▶ **AIM OF THE TASK**
Pick out every line in the rows below that contains the word "water", and copy each one.

▶ **EXCERPTED DATA**

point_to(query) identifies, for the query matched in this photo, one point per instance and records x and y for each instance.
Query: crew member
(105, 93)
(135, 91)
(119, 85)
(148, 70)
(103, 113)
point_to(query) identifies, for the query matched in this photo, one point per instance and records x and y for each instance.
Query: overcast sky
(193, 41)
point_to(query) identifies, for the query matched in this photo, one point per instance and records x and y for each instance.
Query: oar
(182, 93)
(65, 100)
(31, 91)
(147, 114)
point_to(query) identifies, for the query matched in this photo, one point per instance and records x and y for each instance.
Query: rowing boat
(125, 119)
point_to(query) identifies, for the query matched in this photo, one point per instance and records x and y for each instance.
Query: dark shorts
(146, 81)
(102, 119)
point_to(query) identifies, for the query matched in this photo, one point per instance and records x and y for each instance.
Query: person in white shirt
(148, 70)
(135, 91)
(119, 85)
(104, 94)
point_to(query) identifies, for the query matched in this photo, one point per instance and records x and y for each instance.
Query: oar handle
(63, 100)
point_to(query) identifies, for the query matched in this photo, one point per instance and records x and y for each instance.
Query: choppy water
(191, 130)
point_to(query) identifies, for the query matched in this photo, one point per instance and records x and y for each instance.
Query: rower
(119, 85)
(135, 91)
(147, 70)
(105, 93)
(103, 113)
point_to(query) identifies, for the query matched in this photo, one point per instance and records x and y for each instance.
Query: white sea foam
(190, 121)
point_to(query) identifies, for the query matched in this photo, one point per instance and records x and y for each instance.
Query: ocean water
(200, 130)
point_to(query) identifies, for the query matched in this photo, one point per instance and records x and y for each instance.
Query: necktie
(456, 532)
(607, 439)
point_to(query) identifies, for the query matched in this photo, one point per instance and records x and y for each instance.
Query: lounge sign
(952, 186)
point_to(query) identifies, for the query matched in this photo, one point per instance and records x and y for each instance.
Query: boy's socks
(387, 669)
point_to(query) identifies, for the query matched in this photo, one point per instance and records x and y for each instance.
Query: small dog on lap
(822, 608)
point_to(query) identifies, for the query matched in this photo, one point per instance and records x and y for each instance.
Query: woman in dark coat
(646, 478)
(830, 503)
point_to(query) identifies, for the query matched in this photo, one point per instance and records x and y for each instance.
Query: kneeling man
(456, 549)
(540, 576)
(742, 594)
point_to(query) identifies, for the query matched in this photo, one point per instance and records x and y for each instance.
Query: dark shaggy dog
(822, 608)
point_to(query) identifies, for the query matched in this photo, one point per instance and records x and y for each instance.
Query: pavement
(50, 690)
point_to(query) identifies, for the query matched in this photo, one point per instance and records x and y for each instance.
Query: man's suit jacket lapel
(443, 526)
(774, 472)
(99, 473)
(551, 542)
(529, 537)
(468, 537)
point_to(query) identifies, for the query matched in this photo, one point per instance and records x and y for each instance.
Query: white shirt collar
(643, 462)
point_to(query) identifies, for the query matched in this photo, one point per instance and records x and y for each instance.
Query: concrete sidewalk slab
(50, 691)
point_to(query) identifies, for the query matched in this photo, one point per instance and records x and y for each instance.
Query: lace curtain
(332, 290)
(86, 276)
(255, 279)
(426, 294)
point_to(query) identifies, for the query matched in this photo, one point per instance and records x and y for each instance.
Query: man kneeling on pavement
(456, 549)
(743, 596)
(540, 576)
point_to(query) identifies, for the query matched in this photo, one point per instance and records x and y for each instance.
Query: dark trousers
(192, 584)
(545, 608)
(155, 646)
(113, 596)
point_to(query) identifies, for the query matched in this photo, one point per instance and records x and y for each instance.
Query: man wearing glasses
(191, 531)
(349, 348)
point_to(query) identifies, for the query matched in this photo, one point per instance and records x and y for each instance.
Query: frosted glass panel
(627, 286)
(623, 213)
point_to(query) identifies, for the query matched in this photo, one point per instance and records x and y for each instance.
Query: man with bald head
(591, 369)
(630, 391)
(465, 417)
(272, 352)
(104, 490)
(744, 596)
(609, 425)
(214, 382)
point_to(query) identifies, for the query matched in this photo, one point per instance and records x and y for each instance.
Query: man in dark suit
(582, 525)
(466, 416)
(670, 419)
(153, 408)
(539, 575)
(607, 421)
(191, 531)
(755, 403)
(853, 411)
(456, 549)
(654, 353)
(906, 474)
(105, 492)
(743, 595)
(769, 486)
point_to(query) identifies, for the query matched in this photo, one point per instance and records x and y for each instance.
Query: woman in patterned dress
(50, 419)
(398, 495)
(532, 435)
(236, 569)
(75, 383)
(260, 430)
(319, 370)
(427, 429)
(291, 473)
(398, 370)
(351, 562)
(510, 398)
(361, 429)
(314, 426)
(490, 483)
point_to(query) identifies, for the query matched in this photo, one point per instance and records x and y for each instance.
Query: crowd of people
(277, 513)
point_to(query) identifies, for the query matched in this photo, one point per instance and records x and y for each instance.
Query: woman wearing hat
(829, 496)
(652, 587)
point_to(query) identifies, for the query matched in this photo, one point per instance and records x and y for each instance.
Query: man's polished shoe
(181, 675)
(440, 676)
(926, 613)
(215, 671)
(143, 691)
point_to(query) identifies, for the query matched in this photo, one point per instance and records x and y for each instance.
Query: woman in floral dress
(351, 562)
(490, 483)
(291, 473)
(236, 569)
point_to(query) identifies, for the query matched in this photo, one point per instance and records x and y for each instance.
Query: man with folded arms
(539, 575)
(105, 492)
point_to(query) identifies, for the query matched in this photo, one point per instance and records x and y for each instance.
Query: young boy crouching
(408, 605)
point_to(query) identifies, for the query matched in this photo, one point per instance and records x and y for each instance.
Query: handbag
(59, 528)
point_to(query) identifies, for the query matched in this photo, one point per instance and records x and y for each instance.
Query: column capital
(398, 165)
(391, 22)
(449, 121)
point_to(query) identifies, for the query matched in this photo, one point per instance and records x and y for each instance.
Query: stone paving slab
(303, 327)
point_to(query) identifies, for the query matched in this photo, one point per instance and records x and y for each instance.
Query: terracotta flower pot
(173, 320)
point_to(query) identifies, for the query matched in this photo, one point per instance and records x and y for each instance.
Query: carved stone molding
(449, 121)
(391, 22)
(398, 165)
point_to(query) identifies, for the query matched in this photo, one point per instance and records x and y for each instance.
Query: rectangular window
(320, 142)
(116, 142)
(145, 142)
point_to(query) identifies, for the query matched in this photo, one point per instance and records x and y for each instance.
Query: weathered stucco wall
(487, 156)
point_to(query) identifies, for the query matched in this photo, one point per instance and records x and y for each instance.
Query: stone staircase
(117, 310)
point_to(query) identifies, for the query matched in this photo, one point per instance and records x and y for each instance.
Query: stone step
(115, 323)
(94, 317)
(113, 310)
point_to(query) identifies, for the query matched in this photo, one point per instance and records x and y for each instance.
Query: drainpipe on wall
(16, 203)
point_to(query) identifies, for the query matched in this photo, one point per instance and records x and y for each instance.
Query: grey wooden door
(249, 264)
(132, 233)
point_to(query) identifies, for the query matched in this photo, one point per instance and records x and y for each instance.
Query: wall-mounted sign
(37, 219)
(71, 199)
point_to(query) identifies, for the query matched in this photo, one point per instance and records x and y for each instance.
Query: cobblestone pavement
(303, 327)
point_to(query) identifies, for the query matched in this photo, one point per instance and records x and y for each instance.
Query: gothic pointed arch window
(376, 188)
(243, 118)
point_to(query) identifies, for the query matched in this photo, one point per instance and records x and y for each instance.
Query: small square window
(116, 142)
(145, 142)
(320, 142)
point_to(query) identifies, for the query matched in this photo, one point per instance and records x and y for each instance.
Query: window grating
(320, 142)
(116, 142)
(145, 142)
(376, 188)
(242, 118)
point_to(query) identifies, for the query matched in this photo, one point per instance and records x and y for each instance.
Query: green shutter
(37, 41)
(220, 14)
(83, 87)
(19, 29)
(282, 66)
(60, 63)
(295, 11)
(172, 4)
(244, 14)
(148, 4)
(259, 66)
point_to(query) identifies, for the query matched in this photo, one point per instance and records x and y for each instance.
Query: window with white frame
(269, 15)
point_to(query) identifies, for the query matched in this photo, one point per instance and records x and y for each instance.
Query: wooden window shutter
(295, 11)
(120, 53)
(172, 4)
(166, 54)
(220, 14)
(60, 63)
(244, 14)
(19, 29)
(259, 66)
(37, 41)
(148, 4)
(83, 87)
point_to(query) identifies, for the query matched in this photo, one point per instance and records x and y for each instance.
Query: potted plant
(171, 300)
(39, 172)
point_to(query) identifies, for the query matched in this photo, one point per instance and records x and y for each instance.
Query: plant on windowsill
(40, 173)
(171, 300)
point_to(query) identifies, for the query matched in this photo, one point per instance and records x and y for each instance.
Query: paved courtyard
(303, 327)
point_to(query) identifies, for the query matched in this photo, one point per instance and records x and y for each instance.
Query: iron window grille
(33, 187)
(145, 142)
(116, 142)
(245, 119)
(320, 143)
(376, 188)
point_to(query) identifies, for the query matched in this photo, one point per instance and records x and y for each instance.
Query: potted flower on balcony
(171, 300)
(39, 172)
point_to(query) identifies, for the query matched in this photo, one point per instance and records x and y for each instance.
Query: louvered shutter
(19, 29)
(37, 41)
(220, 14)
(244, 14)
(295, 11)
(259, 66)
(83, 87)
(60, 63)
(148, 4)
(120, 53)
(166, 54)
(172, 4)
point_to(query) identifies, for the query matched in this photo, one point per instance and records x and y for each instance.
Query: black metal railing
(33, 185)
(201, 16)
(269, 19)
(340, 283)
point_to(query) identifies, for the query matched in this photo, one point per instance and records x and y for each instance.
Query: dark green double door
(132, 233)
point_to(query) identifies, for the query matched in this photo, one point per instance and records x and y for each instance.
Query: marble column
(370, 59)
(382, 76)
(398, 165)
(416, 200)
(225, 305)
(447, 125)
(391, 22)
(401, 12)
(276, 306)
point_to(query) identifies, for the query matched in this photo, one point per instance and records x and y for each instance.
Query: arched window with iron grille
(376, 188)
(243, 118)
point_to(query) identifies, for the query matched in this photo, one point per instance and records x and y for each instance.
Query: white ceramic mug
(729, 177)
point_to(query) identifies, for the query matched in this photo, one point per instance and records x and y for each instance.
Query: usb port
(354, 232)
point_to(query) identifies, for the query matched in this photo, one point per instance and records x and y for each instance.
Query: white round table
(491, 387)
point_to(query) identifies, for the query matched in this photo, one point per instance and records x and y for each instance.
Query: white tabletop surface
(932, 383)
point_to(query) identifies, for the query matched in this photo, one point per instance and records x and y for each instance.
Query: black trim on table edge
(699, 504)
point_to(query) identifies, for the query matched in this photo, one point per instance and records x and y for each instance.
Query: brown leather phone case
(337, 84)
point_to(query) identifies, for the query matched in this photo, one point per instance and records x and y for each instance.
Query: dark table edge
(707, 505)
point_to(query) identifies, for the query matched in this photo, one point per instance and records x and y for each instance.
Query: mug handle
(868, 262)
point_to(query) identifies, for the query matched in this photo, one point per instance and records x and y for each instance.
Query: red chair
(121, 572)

▶ **PROBLEM SOLUTION**
Query: choppy water
Query: ocean water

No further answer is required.